▸ WRITTEN EXERCISE
Find each line in the listing below that contains the string "patterned" and copy those lines out. Case counts.

■ ■ ■

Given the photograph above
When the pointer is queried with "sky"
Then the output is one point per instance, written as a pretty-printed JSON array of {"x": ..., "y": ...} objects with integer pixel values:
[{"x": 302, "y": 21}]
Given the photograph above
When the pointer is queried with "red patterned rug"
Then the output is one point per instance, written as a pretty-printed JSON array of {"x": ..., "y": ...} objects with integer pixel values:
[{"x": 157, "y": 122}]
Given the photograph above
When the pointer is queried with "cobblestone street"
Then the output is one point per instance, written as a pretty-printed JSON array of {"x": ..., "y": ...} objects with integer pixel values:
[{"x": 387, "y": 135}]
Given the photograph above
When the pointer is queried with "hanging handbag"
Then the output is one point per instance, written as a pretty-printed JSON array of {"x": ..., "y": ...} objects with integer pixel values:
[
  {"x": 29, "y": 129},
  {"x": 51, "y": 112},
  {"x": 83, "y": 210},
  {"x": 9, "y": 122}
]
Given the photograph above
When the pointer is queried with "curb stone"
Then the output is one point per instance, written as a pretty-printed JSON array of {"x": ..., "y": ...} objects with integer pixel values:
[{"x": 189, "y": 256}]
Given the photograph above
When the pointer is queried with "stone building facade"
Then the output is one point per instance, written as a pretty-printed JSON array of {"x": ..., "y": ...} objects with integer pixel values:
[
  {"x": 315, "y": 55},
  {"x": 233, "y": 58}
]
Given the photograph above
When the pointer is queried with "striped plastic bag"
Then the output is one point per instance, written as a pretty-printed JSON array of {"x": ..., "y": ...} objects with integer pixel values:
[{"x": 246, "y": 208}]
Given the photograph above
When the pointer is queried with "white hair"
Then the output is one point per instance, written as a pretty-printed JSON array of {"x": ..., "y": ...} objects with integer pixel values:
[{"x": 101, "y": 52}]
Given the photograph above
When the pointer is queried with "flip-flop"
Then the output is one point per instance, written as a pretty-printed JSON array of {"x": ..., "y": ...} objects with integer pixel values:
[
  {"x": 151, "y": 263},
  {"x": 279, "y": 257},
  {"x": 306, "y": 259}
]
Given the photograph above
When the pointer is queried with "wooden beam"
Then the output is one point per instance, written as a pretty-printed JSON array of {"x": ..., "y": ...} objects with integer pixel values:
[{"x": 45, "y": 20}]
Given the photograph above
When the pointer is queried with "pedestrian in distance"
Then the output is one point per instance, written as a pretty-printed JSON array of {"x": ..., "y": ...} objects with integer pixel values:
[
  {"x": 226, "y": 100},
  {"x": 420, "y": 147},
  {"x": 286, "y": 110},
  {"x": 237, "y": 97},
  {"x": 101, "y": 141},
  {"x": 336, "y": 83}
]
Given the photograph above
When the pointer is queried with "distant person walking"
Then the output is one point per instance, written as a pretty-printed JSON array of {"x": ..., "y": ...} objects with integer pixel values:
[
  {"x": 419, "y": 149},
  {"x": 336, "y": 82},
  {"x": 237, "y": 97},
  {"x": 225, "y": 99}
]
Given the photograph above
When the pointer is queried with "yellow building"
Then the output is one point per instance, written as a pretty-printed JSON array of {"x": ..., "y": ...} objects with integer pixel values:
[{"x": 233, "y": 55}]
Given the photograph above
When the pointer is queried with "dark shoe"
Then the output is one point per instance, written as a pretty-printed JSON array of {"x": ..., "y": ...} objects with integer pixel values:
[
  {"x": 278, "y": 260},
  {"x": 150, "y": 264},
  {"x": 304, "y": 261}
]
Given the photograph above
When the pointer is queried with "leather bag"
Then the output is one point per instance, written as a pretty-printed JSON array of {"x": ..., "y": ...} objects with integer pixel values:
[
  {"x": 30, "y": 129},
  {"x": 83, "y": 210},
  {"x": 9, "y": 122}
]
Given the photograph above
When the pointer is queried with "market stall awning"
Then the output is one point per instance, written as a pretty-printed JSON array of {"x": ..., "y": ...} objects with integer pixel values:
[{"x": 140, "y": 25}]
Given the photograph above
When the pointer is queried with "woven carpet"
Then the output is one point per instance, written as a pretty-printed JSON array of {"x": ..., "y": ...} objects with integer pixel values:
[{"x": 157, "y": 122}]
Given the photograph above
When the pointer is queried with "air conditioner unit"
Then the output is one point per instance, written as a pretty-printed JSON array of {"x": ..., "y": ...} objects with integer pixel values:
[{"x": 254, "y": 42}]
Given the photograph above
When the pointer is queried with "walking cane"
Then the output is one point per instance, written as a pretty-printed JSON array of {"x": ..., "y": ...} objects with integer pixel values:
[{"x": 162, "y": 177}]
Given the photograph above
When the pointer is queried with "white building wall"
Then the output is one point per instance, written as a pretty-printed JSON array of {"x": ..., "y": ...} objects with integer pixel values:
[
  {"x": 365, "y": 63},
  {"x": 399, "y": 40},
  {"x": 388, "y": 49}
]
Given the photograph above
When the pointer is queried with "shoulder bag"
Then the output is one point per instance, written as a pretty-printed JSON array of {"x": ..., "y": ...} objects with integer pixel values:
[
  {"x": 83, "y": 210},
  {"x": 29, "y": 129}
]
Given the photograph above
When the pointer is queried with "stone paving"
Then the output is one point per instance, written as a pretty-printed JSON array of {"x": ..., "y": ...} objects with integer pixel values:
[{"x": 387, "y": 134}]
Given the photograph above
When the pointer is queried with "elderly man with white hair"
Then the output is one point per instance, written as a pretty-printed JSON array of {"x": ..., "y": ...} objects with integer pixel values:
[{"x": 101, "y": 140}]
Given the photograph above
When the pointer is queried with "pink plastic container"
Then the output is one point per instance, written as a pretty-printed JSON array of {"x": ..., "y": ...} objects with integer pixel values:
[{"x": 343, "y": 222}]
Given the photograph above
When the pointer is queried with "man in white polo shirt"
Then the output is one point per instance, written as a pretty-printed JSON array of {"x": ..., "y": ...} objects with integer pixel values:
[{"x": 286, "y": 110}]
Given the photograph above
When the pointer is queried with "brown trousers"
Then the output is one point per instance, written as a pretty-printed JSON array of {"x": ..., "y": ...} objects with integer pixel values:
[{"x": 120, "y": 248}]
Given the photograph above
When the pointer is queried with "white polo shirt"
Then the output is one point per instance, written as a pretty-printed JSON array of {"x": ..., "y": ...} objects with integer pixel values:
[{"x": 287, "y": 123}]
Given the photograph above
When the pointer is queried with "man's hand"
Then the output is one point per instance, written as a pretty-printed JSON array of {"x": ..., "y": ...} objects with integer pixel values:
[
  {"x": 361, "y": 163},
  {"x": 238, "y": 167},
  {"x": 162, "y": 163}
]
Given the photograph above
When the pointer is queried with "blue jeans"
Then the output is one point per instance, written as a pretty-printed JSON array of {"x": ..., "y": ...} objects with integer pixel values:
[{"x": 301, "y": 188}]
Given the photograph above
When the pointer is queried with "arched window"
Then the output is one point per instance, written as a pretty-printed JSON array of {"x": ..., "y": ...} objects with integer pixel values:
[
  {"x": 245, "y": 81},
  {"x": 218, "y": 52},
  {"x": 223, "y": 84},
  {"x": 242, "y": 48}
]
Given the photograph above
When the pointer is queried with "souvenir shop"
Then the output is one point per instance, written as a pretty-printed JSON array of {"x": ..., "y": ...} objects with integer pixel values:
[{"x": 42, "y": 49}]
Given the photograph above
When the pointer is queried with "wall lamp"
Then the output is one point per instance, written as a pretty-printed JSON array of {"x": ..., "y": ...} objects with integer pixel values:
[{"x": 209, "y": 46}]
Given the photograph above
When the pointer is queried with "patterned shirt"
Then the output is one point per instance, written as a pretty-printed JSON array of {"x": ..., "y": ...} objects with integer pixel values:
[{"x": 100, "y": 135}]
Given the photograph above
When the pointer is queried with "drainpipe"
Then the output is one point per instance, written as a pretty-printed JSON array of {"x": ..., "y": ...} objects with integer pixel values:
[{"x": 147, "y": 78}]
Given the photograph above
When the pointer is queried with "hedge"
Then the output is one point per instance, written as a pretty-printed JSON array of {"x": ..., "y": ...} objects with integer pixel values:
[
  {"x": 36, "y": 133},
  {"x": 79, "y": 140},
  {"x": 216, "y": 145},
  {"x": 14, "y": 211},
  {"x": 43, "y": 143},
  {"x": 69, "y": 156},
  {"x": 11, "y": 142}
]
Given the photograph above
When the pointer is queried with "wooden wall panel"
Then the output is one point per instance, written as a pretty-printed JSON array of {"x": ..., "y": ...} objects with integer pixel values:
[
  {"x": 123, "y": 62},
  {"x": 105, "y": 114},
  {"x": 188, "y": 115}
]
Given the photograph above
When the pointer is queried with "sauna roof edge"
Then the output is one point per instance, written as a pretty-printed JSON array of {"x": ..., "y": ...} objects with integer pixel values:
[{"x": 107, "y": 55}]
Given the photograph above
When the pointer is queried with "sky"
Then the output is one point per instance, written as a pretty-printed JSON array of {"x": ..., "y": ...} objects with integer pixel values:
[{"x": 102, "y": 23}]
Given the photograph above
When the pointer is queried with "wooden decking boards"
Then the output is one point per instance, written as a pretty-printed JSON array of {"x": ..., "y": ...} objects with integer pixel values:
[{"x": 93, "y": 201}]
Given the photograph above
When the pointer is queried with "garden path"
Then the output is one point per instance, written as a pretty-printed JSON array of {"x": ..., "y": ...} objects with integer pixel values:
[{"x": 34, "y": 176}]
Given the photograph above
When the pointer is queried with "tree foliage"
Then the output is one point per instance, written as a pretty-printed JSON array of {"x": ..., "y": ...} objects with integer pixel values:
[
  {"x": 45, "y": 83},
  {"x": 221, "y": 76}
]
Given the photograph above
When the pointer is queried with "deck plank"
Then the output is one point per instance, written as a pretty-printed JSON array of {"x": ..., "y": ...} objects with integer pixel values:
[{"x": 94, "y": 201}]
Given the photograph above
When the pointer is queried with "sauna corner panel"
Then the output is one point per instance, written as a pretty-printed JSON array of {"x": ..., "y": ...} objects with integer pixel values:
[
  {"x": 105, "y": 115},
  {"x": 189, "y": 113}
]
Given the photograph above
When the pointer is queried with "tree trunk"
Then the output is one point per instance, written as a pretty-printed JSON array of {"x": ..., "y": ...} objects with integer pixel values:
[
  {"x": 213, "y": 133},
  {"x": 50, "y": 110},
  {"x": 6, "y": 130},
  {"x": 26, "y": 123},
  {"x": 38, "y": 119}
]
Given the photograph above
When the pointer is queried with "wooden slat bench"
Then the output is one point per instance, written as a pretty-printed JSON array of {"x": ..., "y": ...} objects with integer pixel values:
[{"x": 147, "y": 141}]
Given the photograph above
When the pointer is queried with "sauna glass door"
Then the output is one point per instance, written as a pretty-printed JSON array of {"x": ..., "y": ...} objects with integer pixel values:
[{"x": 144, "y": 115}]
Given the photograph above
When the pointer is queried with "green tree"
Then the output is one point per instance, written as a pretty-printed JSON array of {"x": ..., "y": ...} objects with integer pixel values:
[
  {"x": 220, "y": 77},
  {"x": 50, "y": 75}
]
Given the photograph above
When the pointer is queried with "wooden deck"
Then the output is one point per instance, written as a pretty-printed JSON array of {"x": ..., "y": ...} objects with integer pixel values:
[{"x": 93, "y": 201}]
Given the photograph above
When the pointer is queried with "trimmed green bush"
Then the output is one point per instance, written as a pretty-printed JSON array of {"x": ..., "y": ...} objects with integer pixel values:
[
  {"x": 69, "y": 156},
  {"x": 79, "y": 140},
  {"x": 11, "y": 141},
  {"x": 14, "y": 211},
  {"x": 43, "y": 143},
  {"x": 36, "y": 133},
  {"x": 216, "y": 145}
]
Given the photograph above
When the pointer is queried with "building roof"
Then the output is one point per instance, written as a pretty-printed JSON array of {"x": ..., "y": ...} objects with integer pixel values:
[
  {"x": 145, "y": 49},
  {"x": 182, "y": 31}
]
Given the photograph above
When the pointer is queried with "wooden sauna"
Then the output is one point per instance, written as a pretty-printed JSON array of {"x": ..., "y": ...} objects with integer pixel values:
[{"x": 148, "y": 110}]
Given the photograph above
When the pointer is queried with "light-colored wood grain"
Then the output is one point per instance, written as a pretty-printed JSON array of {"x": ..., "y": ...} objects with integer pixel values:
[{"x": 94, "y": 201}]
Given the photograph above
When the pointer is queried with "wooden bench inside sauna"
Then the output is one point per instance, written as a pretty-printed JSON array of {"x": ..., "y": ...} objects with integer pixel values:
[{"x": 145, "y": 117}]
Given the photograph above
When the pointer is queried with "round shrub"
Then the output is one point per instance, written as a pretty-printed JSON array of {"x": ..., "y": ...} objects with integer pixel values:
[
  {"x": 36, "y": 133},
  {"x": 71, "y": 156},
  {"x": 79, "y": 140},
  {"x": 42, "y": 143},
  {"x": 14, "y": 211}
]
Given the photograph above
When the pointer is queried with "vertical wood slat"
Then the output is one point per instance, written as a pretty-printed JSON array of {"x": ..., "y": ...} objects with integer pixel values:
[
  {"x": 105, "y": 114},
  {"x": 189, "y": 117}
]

■ ■ ■

▸ THE ANSWER
When the pointer is queried with "red patterned rug"
When the pointer is queried with "patterned shirt"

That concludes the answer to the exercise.